(Provided records)
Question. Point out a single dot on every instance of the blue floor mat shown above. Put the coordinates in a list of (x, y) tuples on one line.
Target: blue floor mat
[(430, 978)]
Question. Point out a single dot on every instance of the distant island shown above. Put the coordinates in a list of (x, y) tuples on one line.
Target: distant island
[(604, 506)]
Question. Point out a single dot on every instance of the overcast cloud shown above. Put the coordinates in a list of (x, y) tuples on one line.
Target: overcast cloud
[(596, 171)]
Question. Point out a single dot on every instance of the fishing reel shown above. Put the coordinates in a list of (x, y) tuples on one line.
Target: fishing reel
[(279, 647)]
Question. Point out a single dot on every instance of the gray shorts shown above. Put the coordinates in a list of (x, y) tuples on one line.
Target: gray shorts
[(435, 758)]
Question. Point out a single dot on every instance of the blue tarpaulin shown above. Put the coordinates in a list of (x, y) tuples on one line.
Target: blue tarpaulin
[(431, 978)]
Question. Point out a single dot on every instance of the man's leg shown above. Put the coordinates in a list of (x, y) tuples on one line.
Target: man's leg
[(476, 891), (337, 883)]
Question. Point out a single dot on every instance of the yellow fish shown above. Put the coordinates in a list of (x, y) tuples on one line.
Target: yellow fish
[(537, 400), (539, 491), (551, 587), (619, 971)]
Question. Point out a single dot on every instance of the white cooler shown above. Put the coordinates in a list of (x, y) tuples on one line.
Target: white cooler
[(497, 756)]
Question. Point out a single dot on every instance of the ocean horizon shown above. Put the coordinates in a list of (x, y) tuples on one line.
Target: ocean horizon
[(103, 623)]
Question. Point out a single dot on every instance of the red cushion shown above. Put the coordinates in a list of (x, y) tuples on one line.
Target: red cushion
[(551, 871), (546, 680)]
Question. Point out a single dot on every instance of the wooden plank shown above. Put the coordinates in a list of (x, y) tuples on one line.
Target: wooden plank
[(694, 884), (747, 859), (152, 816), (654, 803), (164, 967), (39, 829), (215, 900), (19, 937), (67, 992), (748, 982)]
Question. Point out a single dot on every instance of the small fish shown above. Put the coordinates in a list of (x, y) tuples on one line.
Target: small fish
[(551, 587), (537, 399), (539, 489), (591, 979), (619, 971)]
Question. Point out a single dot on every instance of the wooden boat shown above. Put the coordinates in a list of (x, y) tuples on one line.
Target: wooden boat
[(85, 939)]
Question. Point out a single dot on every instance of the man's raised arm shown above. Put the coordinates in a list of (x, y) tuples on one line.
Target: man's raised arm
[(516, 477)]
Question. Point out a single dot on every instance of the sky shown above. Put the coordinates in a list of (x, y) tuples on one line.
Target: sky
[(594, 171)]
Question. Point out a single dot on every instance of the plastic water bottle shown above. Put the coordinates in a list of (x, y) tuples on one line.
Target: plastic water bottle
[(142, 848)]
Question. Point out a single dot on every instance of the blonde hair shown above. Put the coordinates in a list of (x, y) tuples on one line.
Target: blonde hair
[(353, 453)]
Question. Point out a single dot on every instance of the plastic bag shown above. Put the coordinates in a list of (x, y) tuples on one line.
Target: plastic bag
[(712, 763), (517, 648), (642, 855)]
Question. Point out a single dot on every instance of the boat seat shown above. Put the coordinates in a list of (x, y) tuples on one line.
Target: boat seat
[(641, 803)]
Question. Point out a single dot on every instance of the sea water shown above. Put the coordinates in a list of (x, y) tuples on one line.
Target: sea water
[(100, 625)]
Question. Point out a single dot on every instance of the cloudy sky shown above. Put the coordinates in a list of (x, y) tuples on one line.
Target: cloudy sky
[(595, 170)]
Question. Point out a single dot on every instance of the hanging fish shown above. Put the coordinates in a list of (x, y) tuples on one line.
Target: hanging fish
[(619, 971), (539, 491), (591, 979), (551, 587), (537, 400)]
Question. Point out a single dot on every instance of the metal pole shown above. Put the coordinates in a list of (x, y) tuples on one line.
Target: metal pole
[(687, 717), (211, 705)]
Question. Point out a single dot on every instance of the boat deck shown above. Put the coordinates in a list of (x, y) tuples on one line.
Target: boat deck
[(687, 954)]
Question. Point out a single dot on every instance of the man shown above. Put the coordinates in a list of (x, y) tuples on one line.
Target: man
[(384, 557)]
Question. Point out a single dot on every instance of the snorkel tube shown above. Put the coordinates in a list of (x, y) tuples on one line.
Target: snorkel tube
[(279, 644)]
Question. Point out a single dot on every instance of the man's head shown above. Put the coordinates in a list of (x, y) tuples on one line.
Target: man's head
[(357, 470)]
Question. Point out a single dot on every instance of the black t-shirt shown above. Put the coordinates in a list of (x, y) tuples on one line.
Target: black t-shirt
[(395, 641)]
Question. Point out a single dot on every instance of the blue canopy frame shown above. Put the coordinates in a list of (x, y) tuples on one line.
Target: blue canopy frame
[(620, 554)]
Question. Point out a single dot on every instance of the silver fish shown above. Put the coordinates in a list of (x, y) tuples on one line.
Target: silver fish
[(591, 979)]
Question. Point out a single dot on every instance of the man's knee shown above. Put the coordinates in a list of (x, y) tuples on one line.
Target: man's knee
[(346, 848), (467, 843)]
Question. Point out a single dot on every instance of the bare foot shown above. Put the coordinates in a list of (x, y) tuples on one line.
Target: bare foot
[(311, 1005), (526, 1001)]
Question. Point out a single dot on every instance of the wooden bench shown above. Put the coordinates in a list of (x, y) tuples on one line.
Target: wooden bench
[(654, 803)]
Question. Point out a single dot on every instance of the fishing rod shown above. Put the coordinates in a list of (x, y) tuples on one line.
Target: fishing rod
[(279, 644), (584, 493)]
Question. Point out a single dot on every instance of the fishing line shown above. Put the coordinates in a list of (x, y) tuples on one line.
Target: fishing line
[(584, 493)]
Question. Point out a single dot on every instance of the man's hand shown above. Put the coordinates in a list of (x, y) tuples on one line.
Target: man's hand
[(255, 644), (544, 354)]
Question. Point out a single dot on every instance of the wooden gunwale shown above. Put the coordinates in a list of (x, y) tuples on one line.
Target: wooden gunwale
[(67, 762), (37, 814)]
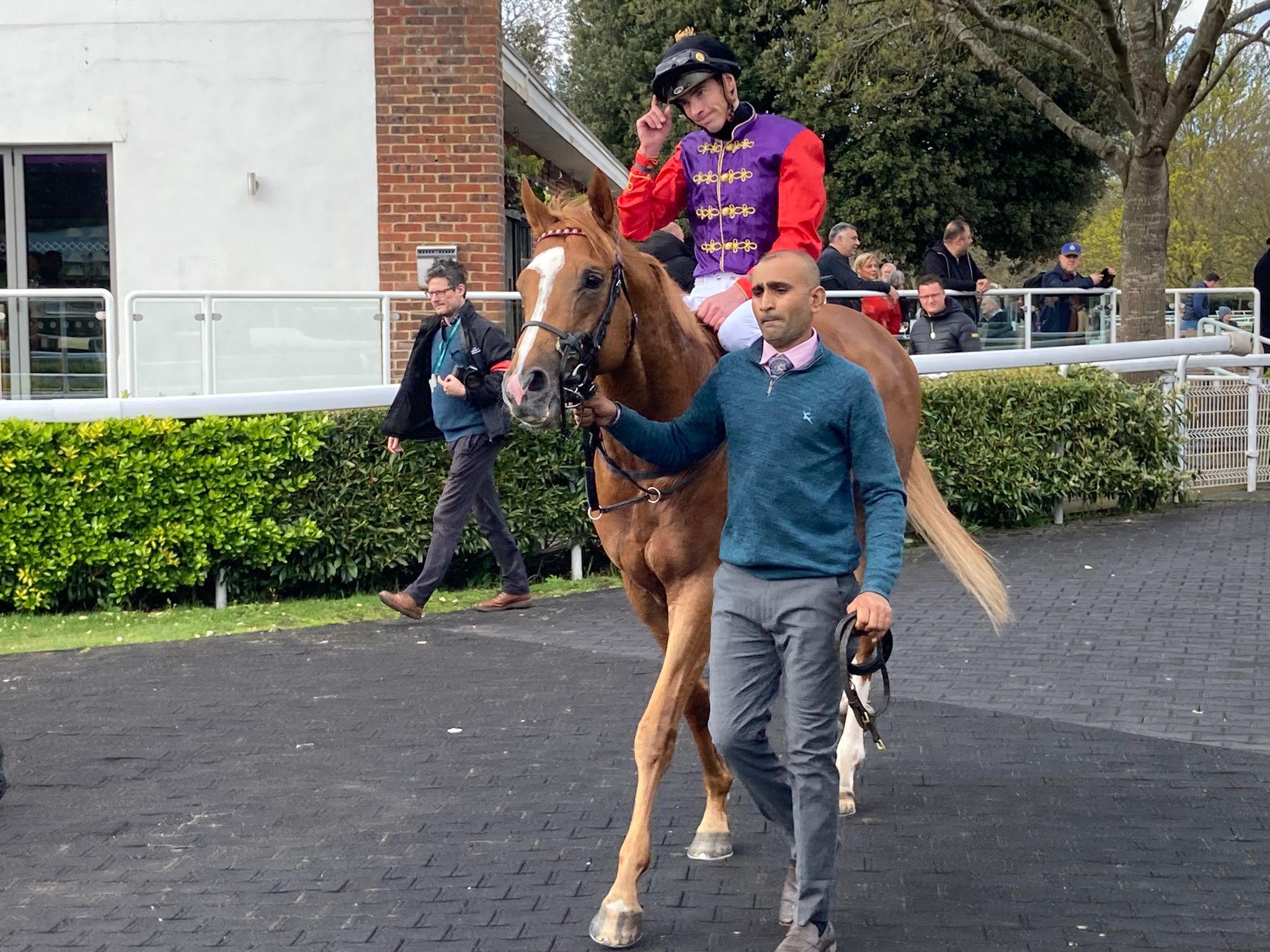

(What you are asked to do) Please return exactly the lines from the opening line of the data above through the line with "the wooden plank", both included and nothing else.

(Reply)
Question. Point out a single dot on every instance of the blue floor mat shown above. Put the coordinates in a list of (x, y) tuples on one line.
Target: blue floor mat
[(430, 978)]
Question. Point out a single dot on every instance of the distant island shown above. Put the coordinates in a list of (x, y) tuples on one line.
Target: distant island
[(604, 506)]
Question. Point out a single dot on every instance of the overcast cloud shown above. Put the coordinates in a list of (x, y) tuples on one line.
Target: overcast cloud
[(596, 171)]
Question. Point out a single dot on every instance of the fishing reel shown above. Put the coordinates in a list of (x, y) tuples on one line.
Target: fishing reel
[(279, 647)]
Question. Point out a single dot on every instance of the gray shorts shown above. Put the coordinates in a list of (x, y) tuples on one line.
Target: gray shorts
[(435, 758)]
Question. Point out a single dot on every instance of the blue tarpaulin shown above. Put the coordinates in a list of (x, y) tuples on one line.
Target: blue tarpaulin
[(431, 978)]
Question. Point out a single dot on every instance of the man's leg shown above. Put the coordinates in a list of (x, y) tuples on one line.
Target: man's leg
[(476, 891), (337, 883)]
Question. Point out a single dot on every instance of the yellow fish shown above. Put the coordinates in a list of (x, y) tuples on one line.
Target: yellow fish
[(537, 400), (539, 491), (551, 587), (619, 971)]
Question. Point out a single dot on every instance of the white cooler shown above. Put the coordinates in a list of (x, y) tuples on one line.
Target: white cooler
[(497, 756)]
Question. Point out a single dot on every instance of the ocean horizon shown above. Put the coordinates in a list of (x, y) tuples on one line.
Target: ocean horizon
[(103, 623)]
Question. Point out a single dot on every instance of the red cushion shown above. Put the coordinates in a list of (x, y) tuples on one line.
Target: red cushion
[(551, 871), (546, 680)]
Question. Point out a single dot on every instance of the wooden plank shown above. Put the coordinates in a list of (x, y) tuples on one line.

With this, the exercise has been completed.